> [取り組む課題]:
1 > 産後2週間健診についての文章で、国が2017年度からつくった補助制度は1回いくらを何回分補助するものか答えなさい。
2 > 産後2週間健診についての文章を、途切れたところから書き継ぎなさい。

> [文書の抜粋]:

□ □ □

県立中央病院で行っているエジンバラ産後うつ病質問票
県立中央病院で行っているエジンバラ産後うつ病質問票

 重症化を防ぐには不調の兆しを早期に発見することが求められる。多くの人が受診する産後1カ月健診では間に合わないこともあるという。県立中央病院(山形市)産婦人科長の阿部祐也医師は産後2週間健診の重要性を指摘する。阿部医師にその理由を聞いた。

 -なぜ、産後2週間が重要なのか。

 「大きな目的はお母さんの自殺防止と赤ちゃんが元気に育っているかの確認。日本では妊娠・分娩(ぶんべん)・産後の病気で亡くなる人よりも自殺で亡くなる人の方が多いことが、最近明らかになった。自殺の時期は産褥(さんじょく)期では産後1カ月から始まり、4カ月にピークを迎える。自殺者の精神疾患を調べたところうつ病が一番多く、初産では産後うつの疑いが最も多いのは産後2週間であることが分かった。産後1カ月健診では間に合わないので、産後2週間検診を行い、早期にうつ病を見つけてあげなければならない。国は2017年度から1回5千円で2回分の補助を行う制度をつくった。だが、県内のほとんどの市町村では補助事業を行っていないため、有料で受診しなければならない。また、全ての病院で産後2週間健診を行っているわけではないので、早期発見が十分になされていない」

□ □ □

保存済みデータセット項目

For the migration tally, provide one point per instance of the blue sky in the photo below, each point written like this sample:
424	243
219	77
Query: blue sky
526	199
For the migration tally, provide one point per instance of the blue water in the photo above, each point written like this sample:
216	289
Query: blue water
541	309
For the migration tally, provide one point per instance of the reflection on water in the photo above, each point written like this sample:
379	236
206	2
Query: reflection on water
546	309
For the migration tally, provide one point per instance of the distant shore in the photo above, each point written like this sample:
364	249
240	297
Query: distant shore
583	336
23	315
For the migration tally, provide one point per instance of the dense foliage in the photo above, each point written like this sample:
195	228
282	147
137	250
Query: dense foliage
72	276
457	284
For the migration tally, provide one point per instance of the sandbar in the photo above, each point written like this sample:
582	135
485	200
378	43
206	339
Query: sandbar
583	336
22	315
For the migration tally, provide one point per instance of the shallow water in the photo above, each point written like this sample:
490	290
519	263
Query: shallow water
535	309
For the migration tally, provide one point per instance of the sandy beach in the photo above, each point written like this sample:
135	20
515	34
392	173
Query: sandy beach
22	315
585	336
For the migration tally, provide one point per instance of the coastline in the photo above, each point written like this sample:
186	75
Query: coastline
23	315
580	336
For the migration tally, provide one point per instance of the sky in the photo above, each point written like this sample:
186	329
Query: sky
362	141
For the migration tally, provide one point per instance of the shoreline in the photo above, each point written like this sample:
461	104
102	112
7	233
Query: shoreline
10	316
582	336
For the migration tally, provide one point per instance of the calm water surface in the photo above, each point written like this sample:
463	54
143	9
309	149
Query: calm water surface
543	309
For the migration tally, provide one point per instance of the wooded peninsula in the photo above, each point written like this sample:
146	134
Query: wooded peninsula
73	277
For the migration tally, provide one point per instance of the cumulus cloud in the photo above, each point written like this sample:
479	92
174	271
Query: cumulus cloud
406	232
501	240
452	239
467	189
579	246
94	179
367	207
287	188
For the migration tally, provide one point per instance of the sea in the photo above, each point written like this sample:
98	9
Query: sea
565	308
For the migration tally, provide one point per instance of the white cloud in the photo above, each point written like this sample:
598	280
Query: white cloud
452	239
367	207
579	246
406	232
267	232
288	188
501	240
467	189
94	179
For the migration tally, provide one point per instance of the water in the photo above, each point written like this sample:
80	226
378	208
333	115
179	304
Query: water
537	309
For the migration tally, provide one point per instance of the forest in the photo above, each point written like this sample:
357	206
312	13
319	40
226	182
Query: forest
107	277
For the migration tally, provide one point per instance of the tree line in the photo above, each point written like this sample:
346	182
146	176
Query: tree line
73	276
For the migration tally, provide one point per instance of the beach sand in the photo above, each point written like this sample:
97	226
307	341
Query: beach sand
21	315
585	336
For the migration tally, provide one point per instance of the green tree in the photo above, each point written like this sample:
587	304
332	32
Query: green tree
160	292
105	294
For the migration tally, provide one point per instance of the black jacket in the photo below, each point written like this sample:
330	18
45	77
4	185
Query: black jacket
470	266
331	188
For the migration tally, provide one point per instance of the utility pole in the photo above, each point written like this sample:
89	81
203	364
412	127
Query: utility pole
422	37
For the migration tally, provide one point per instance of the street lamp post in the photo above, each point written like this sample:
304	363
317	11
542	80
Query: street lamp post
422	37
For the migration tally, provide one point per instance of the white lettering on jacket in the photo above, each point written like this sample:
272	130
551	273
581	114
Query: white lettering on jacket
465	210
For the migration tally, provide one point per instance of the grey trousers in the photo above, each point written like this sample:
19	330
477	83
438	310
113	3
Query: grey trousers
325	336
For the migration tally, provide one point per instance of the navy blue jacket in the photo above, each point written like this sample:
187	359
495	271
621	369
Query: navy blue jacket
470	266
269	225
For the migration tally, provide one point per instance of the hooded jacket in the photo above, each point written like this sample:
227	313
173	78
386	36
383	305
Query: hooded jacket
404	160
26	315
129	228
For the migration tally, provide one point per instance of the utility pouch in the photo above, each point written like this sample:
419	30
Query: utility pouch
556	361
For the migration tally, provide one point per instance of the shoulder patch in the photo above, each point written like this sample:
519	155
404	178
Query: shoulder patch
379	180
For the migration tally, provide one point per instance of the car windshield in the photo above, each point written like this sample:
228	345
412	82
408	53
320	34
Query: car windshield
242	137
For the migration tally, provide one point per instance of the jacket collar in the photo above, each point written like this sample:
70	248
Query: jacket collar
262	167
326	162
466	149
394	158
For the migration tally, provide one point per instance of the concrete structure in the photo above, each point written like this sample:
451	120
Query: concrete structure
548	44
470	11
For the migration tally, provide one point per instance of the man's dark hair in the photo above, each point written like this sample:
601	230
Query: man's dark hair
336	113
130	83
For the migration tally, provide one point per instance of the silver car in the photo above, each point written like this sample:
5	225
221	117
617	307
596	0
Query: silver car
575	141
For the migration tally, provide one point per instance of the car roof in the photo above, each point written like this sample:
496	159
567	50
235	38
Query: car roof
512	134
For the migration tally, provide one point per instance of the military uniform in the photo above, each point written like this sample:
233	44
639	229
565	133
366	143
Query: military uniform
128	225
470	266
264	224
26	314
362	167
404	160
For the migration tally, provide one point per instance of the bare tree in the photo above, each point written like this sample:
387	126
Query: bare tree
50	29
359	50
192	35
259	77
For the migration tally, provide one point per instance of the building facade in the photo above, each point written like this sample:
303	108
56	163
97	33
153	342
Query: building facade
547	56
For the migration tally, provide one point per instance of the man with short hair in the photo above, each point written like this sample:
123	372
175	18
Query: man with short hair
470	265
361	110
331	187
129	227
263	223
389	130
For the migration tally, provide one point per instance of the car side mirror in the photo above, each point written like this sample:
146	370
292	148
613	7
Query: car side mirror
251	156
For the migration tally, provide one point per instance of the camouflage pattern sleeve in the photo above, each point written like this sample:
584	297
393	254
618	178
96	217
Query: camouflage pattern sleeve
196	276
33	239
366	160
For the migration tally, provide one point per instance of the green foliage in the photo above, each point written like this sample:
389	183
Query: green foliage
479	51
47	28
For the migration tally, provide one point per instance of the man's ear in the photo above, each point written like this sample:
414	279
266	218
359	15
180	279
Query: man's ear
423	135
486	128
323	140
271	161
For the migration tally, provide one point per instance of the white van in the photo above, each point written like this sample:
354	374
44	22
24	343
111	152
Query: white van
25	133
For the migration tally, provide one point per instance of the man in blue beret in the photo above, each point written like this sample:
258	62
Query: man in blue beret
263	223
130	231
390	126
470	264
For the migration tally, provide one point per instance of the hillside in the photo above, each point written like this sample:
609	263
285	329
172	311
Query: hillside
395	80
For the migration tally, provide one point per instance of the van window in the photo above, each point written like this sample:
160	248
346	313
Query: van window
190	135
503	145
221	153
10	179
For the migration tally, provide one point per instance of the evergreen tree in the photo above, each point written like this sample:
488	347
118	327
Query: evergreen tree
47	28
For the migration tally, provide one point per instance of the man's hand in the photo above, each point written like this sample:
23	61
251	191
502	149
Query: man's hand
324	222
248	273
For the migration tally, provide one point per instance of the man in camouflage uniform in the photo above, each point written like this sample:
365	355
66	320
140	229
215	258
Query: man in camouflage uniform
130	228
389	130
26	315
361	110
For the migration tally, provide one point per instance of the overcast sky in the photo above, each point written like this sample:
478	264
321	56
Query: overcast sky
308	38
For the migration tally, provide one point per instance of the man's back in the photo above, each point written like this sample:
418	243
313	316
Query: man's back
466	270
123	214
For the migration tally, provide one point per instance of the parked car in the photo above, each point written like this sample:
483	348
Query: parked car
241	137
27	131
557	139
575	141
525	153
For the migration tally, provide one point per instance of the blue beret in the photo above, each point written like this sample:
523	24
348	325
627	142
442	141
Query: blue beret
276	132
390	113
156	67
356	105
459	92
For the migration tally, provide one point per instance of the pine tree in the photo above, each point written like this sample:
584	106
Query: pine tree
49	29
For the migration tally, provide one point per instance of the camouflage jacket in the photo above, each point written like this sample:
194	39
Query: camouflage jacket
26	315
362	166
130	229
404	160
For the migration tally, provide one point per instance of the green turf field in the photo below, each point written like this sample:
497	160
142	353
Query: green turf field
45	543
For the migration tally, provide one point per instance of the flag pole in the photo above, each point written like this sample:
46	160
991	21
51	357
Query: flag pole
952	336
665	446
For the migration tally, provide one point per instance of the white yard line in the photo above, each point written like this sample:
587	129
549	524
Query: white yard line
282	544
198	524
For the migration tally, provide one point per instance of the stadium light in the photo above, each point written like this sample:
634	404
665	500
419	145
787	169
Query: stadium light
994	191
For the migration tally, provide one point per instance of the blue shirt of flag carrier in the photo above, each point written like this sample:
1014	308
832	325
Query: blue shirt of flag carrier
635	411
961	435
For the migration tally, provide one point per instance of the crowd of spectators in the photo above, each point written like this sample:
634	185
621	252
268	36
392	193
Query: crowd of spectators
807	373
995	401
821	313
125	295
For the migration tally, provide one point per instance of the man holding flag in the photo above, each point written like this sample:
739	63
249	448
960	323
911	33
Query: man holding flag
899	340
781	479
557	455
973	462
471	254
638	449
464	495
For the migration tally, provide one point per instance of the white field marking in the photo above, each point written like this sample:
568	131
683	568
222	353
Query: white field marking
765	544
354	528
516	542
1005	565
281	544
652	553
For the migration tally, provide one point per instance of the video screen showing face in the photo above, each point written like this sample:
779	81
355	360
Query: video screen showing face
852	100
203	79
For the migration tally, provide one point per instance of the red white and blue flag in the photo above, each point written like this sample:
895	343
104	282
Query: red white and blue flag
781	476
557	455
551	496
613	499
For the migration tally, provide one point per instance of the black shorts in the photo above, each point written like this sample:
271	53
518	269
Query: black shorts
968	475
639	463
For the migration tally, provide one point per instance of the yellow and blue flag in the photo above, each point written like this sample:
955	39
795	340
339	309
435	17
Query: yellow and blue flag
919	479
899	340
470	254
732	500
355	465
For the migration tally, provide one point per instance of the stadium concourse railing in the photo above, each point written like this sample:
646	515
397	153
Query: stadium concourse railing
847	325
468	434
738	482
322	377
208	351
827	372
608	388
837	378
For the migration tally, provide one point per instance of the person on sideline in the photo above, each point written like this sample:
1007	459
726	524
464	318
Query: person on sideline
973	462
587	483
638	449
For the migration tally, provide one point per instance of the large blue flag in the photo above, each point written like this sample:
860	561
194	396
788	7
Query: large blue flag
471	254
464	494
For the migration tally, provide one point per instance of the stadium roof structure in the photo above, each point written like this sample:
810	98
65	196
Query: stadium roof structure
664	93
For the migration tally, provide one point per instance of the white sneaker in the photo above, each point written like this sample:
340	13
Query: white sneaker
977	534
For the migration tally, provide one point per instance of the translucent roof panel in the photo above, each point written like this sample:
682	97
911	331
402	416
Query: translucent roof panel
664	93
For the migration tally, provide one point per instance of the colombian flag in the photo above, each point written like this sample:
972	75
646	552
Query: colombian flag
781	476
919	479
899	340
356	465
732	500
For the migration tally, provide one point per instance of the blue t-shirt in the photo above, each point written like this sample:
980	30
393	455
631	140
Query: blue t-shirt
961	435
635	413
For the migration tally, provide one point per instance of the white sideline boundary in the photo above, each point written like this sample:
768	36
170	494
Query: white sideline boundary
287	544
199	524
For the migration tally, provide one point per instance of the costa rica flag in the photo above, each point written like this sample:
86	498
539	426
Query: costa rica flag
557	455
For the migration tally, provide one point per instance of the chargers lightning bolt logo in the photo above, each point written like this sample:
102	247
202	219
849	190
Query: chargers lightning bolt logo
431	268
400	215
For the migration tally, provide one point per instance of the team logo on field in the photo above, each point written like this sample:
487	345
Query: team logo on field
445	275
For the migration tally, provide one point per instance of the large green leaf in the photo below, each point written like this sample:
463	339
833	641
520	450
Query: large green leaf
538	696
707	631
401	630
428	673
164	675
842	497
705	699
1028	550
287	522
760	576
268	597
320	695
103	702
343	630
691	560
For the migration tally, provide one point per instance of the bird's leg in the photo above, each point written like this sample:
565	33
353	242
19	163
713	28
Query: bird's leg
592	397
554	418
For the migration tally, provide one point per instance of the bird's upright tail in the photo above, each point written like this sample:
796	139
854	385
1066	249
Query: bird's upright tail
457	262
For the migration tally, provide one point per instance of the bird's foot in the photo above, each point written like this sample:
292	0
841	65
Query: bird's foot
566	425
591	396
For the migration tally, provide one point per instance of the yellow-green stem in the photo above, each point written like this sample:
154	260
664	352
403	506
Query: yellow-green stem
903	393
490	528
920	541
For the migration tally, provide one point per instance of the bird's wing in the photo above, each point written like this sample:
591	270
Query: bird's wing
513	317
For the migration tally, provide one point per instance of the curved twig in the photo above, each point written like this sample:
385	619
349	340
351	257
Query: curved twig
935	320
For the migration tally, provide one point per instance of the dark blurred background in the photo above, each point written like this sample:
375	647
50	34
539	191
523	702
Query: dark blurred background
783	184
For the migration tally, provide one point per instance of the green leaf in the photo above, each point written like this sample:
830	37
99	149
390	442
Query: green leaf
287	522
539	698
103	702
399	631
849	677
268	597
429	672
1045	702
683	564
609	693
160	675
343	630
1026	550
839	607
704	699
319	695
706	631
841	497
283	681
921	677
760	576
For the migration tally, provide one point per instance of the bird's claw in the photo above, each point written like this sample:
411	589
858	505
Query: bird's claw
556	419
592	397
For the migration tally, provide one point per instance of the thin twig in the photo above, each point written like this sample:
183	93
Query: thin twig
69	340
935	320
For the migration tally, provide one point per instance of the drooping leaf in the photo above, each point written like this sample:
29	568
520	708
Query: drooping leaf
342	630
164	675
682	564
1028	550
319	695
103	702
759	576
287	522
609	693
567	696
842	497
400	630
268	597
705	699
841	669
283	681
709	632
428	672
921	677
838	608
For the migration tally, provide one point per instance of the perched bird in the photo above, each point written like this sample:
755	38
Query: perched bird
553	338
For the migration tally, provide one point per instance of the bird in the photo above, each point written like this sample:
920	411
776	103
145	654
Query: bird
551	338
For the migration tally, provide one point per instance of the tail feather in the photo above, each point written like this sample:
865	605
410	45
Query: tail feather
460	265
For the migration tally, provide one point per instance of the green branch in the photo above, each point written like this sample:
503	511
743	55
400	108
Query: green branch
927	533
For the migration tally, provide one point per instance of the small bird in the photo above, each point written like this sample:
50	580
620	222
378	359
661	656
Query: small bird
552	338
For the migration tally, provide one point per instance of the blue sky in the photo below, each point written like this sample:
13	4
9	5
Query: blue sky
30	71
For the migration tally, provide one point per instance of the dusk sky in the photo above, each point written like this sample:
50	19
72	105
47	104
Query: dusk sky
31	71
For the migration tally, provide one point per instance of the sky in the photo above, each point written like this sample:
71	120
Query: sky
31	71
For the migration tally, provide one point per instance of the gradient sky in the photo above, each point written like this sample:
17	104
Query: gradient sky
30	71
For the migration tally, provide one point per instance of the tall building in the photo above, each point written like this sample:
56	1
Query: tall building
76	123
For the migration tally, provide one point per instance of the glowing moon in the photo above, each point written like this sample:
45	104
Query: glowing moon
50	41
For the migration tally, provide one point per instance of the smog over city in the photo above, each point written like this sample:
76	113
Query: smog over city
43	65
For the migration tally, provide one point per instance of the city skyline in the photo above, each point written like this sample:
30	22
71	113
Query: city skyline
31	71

□ □ □

> [演習の解答]:
1 > 1回5千円で2回分。

2 >
 -どのくらいの人が産後うつになるのか。

 「10~30%の人がかかると言われている。ほとんどの人は軽く済み、重症化するのは1、2割。発症の危険因子としてははうつ病や統合失調症の既往歴、望まない妊娠、夫の支援不足、親との関係不良などがある。抑うつ状態は妊娠中から始まっていることも多く、イギリスでは妊娠の合併症はうつ病が最も多く、高血圧や早産より多いと報告されている」

 -どうしたら助けることができるのか。

 「産後うつの人は一人で悩んでいて誰にも話さないことが多い。産後うつや何かおかしいと自覚があった人のうち、誰にも打ち明けない人は3分の2もいるとの報告がある。全ての人が産後2週間健診を受け、こちらから話を聞いてあげなければ産後うつの人を見つけることはできない。スクリーニングにはエジンバラ産後うつ病質問票が使われている。産後うつの可能性があれば話をよく聞き、必要があれば心療内科や精神科にも支援をあおぐ」

 -産後うつは赤ちゃんにも影響がある?

 「うつ病になると、授乳も含めて赤ちゃんのお世話が十分にできなくなり、1カ月以内に赤ちゃんが亡くなってしまうケースもある。産後1カ月健診を待たずに赤ちゃんの状態を確認する必要がある」

 -家庭でできるケアは?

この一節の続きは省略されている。